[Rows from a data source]
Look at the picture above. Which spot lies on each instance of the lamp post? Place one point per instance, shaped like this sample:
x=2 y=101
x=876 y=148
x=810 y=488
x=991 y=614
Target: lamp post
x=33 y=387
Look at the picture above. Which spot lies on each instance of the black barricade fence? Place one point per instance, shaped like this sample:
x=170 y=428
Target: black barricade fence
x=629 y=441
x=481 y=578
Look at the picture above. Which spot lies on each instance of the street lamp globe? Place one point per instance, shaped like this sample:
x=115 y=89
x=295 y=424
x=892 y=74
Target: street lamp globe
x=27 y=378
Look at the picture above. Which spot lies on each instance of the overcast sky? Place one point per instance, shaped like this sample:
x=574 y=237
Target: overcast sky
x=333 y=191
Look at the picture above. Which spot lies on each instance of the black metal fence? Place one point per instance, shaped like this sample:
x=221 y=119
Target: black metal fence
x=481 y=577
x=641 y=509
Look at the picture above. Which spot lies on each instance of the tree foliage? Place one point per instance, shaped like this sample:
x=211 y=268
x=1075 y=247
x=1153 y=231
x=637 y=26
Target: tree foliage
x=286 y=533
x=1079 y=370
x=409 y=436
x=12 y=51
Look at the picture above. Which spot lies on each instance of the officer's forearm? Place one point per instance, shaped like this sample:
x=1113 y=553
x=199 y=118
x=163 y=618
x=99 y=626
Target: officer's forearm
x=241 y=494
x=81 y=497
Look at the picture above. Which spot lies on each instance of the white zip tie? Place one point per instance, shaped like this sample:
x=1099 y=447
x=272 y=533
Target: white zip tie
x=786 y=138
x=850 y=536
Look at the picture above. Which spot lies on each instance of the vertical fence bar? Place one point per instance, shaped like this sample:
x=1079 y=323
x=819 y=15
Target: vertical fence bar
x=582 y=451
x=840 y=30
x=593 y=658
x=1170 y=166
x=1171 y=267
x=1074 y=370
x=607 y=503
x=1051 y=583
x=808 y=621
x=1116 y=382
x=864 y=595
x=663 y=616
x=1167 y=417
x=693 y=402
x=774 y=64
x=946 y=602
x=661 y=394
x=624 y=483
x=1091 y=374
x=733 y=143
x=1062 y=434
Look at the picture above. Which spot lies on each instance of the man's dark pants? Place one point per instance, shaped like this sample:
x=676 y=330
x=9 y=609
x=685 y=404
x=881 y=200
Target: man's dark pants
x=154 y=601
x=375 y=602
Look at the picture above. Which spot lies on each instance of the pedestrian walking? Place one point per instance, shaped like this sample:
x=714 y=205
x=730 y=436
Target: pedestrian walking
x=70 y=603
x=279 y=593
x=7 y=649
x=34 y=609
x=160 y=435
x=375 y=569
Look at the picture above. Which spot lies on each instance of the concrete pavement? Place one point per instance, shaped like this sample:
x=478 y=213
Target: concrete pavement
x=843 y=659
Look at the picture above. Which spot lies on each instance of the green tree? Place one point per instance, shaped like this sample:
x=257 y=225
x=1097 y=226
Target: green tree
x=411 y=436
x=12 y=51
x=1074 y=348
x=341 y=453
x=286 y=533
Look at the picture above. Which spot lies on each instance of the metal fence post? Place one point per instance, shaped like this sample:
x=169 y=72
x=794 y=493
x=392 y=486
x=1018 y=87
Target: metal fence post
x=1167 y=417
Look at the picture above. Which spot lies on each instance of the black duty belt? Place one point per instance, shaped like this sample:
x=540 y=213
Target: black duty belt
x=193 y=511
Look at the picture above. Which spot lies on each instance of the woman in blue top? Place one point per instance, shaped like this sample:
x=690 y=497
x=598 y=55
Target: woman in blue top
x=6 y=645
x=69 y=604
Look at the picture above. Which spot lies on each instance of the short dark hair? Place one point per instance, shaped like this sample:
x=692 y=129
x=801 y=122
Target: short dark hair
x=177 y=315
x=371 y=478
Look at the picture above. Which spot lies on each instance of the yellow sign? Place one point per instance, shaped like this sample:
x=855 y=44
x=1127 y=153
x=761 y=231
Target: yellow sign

● **EXERCISE DETAILS**: Rewrite the rows from the beginning through the line containing "x=481 y=578", replacing "lamp post" with "light pole" and leaving everything else unchanged.

● **RESPONSE TO THE EXERCISE**:
Look at the picture above. Which spot lies on each instance of the light pole? Place one point per instance, shaped like this sample:
x=2 y=101
x=876 y=148
x=810 y=488
x=991 y=614
Target: light pole
x=33 y=387
Look at the picture above. Which spot lies on each instance of the black barricade fence? Place one point per instance, shaped like this sample:
x=170 y=428
Target: black barricade fence
x=629 y=441
x=481 y=578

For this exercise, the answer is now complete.